» **Exercise objective**:
With the images removed, write out each record exactly as given.

Data items:

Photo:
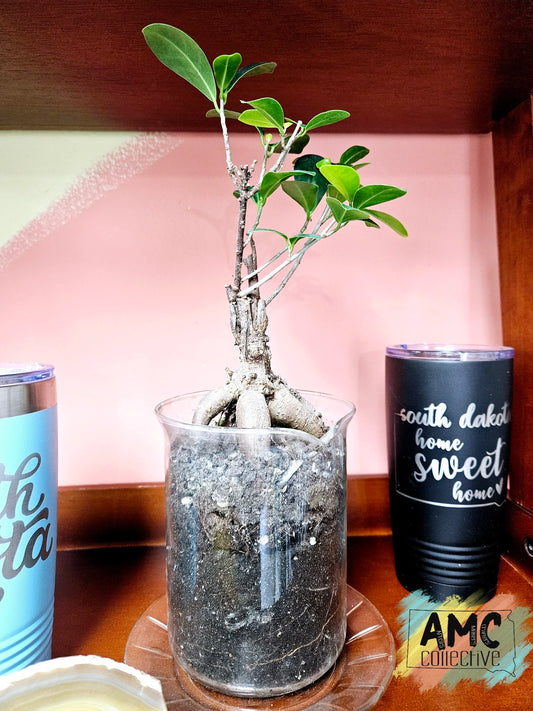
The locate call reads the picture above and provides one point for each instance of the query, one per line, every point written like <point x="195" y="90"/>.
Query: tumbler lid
<point x="449" y="352"/>
<point x="15" y="373"/>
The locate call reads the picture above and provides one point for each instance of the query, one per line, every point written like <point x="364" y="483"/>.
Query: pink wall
<point x="123" y="292"/>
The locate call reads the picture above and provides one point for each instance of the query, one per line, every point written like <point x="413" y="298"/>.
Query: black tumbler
<point x="448" y="428"/>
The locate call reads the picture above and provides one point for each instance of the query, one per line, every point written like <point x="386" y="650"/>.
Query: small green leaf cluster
<point x="314" y="178"/>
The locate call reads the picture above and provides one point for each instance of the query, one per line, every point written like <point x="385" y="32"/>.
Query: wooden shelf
<point x="398" y="67"/>
<point x="101" y="593"/>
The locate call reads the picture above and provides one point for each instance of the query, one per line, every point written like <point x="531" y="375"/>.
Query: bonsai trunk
<point x="254" y="396"/>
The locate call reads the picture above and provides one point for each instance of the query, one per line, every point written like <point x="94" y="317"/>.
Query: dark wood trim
<point x="113" y="515"/>
<point x="415" y="66"/>
<point x="513" y="172"/>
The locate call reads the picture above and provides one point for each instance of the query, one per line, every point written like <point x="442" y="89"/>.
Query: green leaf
<point x="180" y="53"/>
<point x="375" y="195"/>
<point x="343" y="177"/>
<point x="252" y="70"/>
<point x="225" y="68"/>
<point x="326" y="118"/>
<point x="293" y="241"/>
<point x="333" y="192"/>
<point x="271" y="182"/>
<point x="303" y="193"/>
<point x="215" y="113"/>
<point x="251" y="117"/>
<point x="353" y="154"/>
<point x="390" y="221"/>
<point x="343" y="214"/>
<point x="308" y="163"/>
<point x="271" y="110"/>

» **Solution below**:
Photo:
The locate call reads the picture above and provides one point for each instance of the query, one per line, every point written like <point x="195" y="90"/>.
Query: tumbler lid
<point x="449" y="352"/>
<point x="15" y="373"/>
The locate call reads the picture above and provides one point for each instance of the query, one per line, every point written like <point x="364" y="483"/>.
Query: pink wall
<point x="123" y="292"/>
The locate call reads the picture above and provides one point for each instance of the query, one per line, every point written like <point x="413" y="298"/>.
Query: black tumbler
<point x="448" y="428"/>
The locate call reads the picture above and provides one point for each instance of the query, one per line, every point written like <point x="386" y="650"/>.
Query: small green leaf cluster
<point x="314" y="178"/>
The locate call reads the picture above and provides one point for each instance of the query, one per line, every point written like <point x="385" y="32"/>.
Query: wooden shelf
<point x="398" y="67"/>
<point x="101" y="593"/>
The locate call reads the picture above and provides one point for each instance of the query, one per line, every point written like <point x="531" y="375"/>.
Query: bonsai trunk
<point x="254" y="396"/>
The locate call reads the picture above and provides one point for each instance of the query, one per line, every point written like <point x="94" y="317"/>.
Query: dark wood trim
<point x="113" y="515"/>
<point x="415" y="66"/>
<point x="513" y="172"/>
The locate call reads the picture above and provides one point for each instance of the query, one per line, every point written like <point x="442" y="89"/>.
Query: green leaf
<point x="180" y="53"/>
<point x="375" y="195"/>
<point x="343" y="177"/>
<point x="252" y="70"/>
<point x="225" y="68"/>
<point x="326" y="118"/>
<point x="293" y="241"/>
<point x="333" y="192"/>
<point x="271" y="182"/>
<point x="303" y="193"/>
<point x="215" y="113"/>
<point x="251" y="117"/>
<point x="353" y="154"/>
<point x="390" y="221"/>
<point x="343" y="214"/>
<point x="308" y="163"/>
<point x="271" y="110"/>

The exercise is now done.